• [SUPPLIED MATERIAL]:
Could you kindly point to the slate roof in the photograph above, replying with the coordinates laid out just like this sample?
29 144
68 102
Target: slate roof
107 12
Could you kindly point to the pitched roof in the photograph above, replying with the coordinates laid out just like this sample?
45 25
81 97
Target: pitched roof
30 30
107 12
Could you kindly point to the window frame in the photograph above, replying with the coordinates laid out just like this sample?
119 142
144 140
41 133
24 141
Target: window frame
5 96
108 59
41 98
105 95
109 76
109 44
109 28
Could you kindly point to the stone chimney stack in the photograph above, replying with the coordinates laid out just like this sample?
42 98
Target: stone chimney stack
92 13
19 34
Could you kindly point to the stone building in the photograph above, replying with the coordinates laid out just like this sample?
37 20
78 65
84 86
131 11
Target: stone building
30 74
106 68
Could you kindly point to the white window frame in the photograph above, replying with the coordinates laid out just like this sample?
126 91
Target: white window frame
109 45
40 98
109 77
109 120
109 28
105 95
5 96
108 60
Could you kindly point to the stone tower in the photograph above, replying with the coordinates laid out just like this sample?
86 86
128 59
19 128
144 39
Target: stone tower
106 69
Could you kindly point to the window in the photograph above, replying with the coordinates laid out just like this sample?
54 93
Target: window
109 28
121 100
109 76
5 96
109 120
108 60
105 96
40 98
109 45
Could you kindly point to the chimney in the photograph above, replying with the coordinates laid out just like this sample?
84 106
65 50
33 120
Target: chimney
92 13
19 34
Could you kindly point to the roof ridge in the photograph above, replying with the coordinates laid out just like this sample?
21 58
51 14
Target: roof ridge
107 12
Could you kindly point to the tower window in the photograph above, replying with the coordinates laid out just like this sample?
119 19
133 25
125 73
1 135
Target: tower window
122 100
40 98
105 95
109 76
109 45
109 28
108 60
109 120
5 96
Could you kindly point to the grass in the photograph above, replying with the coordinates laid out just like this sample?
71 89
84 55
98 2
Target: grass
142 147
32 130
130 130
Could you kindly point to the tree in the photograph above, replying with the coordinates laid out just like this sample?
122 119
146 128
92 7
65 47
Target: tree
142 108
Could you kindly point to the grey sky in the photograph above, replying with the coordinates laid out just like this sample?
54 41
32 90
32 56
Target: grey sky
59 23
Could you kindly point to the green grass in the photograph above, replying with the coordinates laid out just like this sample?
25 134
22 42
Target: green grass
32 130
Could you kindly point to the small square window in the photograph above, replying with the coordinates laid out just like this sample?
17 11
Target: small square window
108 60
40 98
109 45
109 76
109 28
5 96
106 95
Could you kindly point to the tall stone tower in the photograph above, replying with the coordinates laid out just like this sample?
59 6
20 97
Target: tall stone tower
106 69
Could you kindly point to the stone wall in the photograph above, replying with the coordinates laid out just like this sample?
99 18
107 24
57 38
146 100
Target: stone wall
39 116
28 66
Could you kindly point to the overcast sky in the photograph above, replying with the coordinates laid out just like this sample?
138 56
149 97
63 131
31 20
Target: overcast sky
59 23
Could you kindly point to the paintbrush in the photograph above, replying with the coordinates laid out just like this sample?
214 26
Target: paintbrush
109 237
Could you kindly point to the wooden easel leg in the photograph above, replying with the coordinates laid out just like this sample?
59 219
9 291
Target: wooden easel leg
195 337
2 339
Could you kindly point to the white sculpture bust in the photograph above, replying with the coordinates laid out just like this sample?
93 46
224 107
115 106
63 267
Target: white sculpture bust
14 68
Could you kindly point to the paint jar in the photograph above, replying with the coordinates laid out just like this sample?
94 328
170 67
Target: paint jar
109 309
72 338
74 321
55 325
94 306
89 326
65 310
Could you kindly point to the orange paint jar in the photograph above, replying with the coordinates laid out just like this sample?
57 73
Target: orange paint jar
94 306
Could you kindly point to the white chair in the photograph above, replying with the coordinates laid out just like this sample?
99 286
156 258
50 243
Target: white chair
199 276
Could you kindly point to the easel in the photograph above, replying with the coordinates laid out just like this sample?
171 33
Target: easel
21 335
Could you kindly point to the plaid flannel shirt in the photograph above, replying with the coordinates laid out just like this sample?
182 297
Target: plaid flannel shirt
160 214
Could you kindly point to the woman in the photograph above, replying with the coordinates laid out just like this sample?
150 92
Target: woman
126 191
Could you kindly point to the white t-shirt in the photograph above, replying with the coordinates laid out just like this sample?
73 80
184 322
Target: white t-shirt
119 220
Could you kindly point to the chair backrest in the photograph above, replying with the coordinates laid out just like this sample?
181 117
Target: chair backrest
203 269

• [WHAT IS BEING ASKED]: Rewrite the data from the line containing "Could you kindly point to the plaid" through the last line, replacing "photograph" with "image" and leaving everything else unchanged.

• [THE RESPONSE]:
Could you kindly point to the plaid flannel shirt in the image above, replying with the coordinates laid out just like this sample?
182 297
Target: plaid flannel shirt
160 214
Could you kindly point to the woman in the image above, replying with the coordinates laid out just like this sample?
150 92
Target: woman
126 191
Could you kindly point to the white t-shirt in the image above, replying with the coordinates laid out just like this sample?
73 80
184 322
Target: white t-shirt
119 220
Could you kindly point to the chair backrest in the image above, replying with the coordinates laid out just like this sample?
181 117
Target: chair backrest
203 269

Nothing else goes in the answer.